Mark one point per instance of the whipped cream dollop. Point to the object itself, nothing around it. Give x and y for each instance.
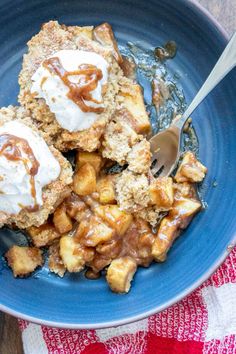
(50, 86)
(15, 179)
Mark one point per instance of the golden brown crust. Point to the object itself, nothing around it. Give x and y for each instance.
(53, 194)
(23, 260)
(54, 37)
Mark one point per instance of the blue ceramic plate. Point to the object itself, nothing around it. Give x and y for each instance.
(73, 301)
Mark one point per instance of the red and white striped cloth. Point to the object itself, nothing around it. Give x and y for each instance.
(203, 322)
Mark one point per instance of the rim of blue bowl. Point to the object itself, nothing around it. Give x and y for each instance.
(183, 294)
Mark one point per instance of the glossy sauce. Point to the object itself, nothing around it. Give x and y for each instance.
(11, 148)
(88, 77)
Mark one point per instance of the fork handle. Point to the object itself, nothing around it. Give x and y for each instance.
(225, 63)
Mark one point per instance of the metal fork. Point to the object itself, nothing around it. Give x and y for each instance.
(165, 146)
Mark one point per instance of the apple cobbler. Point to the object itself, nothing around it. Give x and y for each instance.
(100, 210)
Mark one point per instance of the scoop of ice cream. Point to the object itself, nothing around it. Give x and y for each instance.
(15, 179)
(51, 87)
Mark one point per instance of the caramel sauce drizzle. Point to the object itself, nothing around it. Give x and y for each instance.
(88, 77)
(11, 147)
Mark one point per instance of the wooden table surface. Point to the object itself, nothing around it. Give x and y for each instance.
(10, 338)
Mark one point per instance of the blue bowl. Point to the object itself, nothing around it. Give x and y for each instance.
(73, 301)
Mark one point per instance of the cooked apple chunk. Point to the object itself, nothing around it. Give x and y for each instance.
(61, 220)
(190, 169)
(43, 235)
(23, 260)
(84, 181)
(93, 231)
(93, 158)
(76, 207)
(178, 219)
(55, 263)
(72, 254)
(117, 219)
(120, 274)
(106, 190)
(161, 193)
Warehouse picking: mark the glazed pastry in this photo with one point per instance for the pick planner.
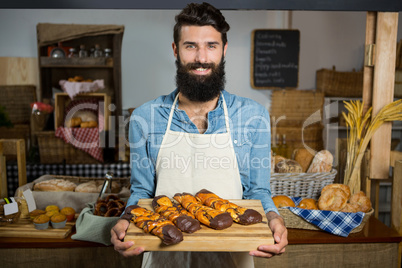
(281, 201)
(362, 201)
(239, 214)
(210, 217)
(333, 199)
(154, 223)
(183, 219)
(308, 203)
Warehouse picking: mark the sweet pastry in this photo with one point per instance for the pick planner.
(322, 162)
(55, 185)
(51, 207)
(288, 166)
(304, 157)
(183, 219)
(69, 212)
(281, 201)
(239, 214)
(210, 217)
(333, 199)
(154, 223)
(341, 186)
(308, 203)
(362, 201)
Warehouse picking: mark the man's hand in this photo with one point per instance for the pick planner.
(118, 232)
(280, 233)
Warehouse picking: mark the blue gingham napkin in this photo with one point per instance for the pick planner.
(334, 222)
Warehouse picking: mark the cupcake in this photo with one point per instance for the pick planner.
(52, 207)
(34, 213)
(69, 212)
(41, 222)
(58, 221)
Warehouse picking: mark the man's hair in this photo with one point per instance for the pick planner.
(200, 15)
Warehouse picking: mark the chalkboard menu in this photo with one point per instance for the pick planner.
(275, 59)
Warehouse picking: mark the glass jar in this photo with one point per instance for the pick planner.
(98, 52)
(72, 53)
(82, 53)
(108, 52)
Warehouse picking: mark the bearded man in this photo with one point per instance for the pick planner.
(174, 137)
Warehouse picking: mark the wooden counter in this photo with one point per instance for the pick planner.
(375, 246)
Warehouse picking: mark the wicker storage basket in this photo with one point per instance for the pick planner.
(305, 185)
(53, 150)
(340, 84)
(296, 222)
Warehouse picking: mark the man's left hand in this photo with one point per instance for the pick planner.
(280, 234)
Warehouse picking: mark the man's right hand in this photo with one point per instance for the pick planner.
(118, 233)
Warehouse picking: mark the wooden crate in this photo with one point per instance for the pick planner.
(62, 100)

..............................

• **Work to complete**: Without including any picture, repeat the data exactly.

• **Written answer**:
Mark one point per instance of the whipped cream dollop. Point to the object itself, nothing around it. Give x and y for each instance.
(50, 86)
(15, 179)
Mark one point per instance of the golden brown crust. Point to the object itself, nothing around it. Give x and y for each instance.
(53, 194)
(23, 260)
(54, 37)
Mark one point per instance of the blue ceramic plate. Point to the object itself, nothing around it. Give x and y for each instance.
(73, 301)
Mark one point per instance of the red and white striped cloth. Point to the object itself, nothing around it. Give x and y for each instance.
(203, 322)
Mark one point per instance of the rim of blue bowl. Point to the object itself, nothing around it. Give x and y for each instance.
(183, 294)
Mark one point per instance of the glossy sauce. Point to the object itself, nothing around it. Give x and y for each instance.
(11, 148)
(88, 77)
Mark one point per instance of the fork handle. Point to the object itself, nothing around it. Give x and y for each instance.
(225, 63)
Mark one point per instance of the metal fork. Point to the object itself, nothing around it. Give x and y for each instance.
(165, 146)
Mark one point per instance of the apple cobbler. Point to the object itself, nothing around it. Give x and y for each instance.
(100, 210)
Mark one point per instance of the scoop of ice cream. Point to the object itself, nothing around it. Give x and y for each instance.
(15, 179)
(51, 87)
Mark one point per instance of the caramel sauce drizzle. Point to the object itself, nothing around it. Give x and y for each instance.
(88, 77)
(11, 147)
Mark one point per instance of the wooden table surface. Point to the object itself, nothing around it. Give x and y for each instance.
(10, 338)
Mark one point per instance of the blue bowl. Point to the object itself, nothing around it. Give x and y for each instance.
(73, 301)
Mark one point per instance of the cooked apple chunk. Point to the object itself, nothing around it. Give x and y for each instance.
(61, 220)
(190, 169)
(43, 235)
(23, 260)
(84, 181)
(93, 231)
(93, 158)
(76, 207)
(178, 219)
(55, 263)
(72, 254)
(117, 219)
(120, 274)
(106, 190)
(161, 193)
Warehouse picking: mark the glazed pastry in this photo with one point per instance for the pick planner.
(281, 201)
(362, 201)
(239, 214)
(210, 217)
(333, 199)
(154, 223)
(183, 219)
(308, 203)
Warehouse picking: mark the sweet pastry in this photo with one point per instance for the pick planner.
(322, 162)
(55, 185)
(51, 207)
(288, 166)
(304, 157)
(183, 219)
(69, 212)
(281, 201)
(239, 214)
(210, 217)
(333, 199)
(154, 223)
(341, 186)
(308, 203)
(362, 201)
Warehouse picking: mark the man's hand in this photo with one point per instance for the pick planner.
(118, 232)
(280, 233)
Warehouse picking: mark the blue gingham napkin in this photo with one point per instance for the pick planner.
(334, 222)
Warehouse picking: mark the cupcake in this photo with one point per instance for the pick planner.
(52, 207)
(34, 213)
(69, 212)
(41, 222)
(58, 221)
Warehouse picking: mark the man's hair in this photo with one point per instance for the pick planner.
(200, 15)
Warehouse picking: mark the chalkboard menu in this photo with one point per instance for the pick planner.
(275, 59)
Warehouse picking: mark the glass jar in this photo with one point per instance for the pick planner.
(98, 52)
(72, 53)
(82, 53)
(108, 52)
Warehouse picking: mark the bearded man in this photo with one point per instance for the pick planner.
(174, 137)
Warehouse picking: mark the wooden counter in this photo with one point per instance for the pick planner.
(375, 246)
Warehouse picking: mark the wicker storage basket in this photo with one point per instance for the pick planner.
(305, 185)
(53, 150)
(340, 84)
(296, 222)
Warehouse picking: mark the man's left hand in this photo with one point per instance for the pick planner.
(280, 234)
Warehouse picking: mark the man's right hand in this photo with one point per instance for the pick planner.
(118, 233)
Warehouse picking: mark the wooden crate in this photo with one point per instance for the pick planner.
(62, 100)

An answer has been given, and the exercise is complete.